======== Document segment ========

Lucy Mangan, in a three-starred review for The Guardian, said: "The direction feels strangely stilted and the dialogue flimsy, the script never quite first-class. The parts set in the hairdresser’s where Vivien gets a job are almost cartoonish, and the relentless salt-of-the-earthiness of everyone born in the East End becomes quite grating. Still, even if you might wish it exhibited a bit more complexity and artistic refinement, it is a drama with resonance. It has the right story to tell – alas – in our current dark age.

Carol Midgley, for The Times, gave it four stars, saying "What makes Ridley Road a joy to watch is not only the stellar cast, but the storytelling... It is beautifully crafted, weaving in archive footage, making it look as if Vivien is actually in Sixties London."

Reviewing Ridley Road for The Independent, Ed Cumming said: "By setting a made-up story within accurate historical context, Solemani gives herself plenty of freedom, and takes advantage of the licence. Ridley Road is an action thriller as well as a period piece, with chases, fights and romance to go with its political context... The contemporary parallels are so near to the surface that there’s no need to lay them on too thickly. Instead, Ridley Road shows that extremism needn’t arise out of extraordinary situations. It emerges from everyday life."

======== Provided records ========

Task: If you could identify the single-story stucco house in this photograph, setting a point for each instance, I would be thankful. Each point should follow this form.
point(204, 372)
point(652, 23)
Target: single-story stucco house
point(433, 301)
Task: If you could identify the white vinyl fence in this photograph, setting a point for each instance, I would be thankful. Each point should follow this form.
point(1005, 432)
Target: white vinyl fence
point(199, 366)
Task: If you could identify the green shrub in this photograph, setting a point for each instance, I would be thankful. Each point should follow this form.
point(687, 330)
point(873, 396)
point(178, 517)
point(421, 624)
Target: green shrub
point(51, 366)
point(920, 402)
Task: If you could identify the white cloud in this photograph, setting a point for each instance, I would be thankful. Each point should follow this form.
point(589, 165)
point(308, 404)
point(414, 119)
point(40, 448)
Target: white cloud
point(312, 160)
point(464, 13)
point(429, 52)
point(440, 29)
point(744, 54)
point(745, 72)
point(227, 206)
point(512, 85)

========
======== Provided records ========

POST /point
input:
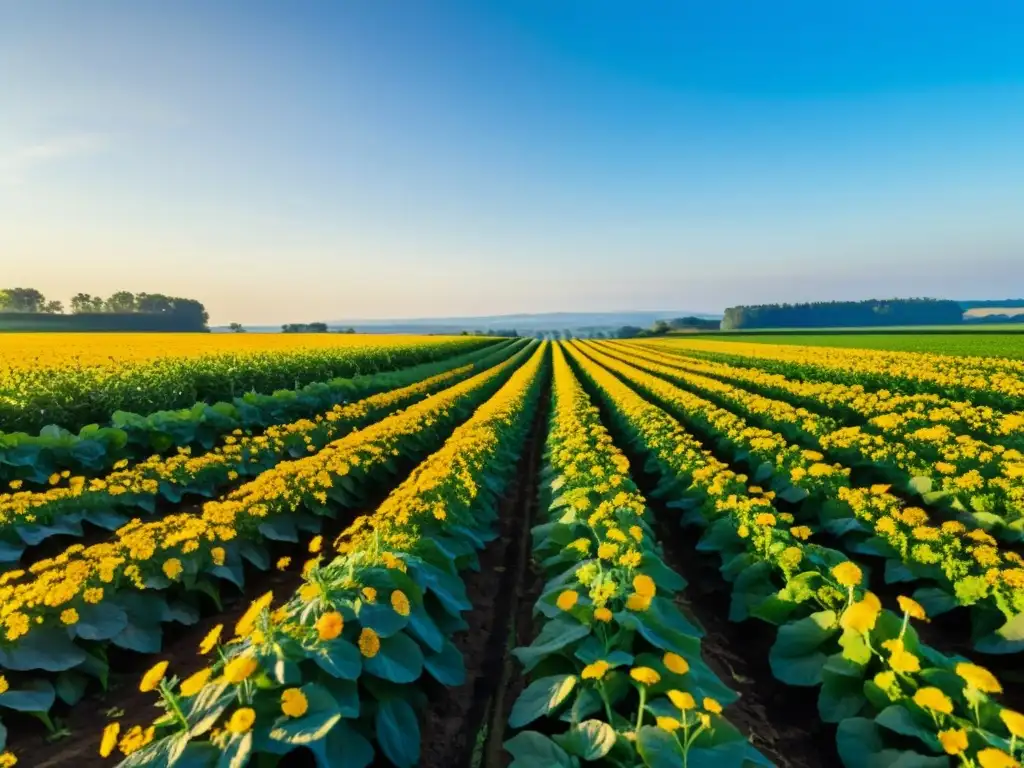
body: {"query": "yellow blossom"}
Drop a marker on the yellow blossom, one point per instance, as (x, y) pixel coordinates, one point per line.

========
======== Provided records ========

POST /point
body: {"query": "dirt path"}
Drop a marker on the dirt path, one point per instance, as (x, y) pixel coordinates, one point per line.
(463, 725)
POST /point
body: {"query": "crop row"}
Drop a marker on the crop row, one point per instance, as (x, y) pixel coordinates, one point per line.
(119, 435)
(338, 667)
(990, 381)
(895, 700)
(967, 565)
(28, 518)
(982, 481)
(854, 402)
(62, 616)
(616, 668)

========

▶ Work item
In the Ridley Road reviews, take everything from "Lucy Mangan, in" down to "current dark age." and write it out again with "cartoonish" changed to "exaggerated".

▶ Answer section
Lucy Mangan, in a three-starred review for The Guardian, said: "The direction feels strangely stilted and the dialogue flimsy, the script never quite first-class. The parts set in the hairdresser’s where Vivien gets a job are almost exaggerated, and the relentless salt-of-the-earthiness of everyone born in the East End becomes quite grating. Still, even if you might wish it exhibited a bit more complexity and artistic refinement, it is a drama with resonance. It has the right story to tell – alas – in our current dark age.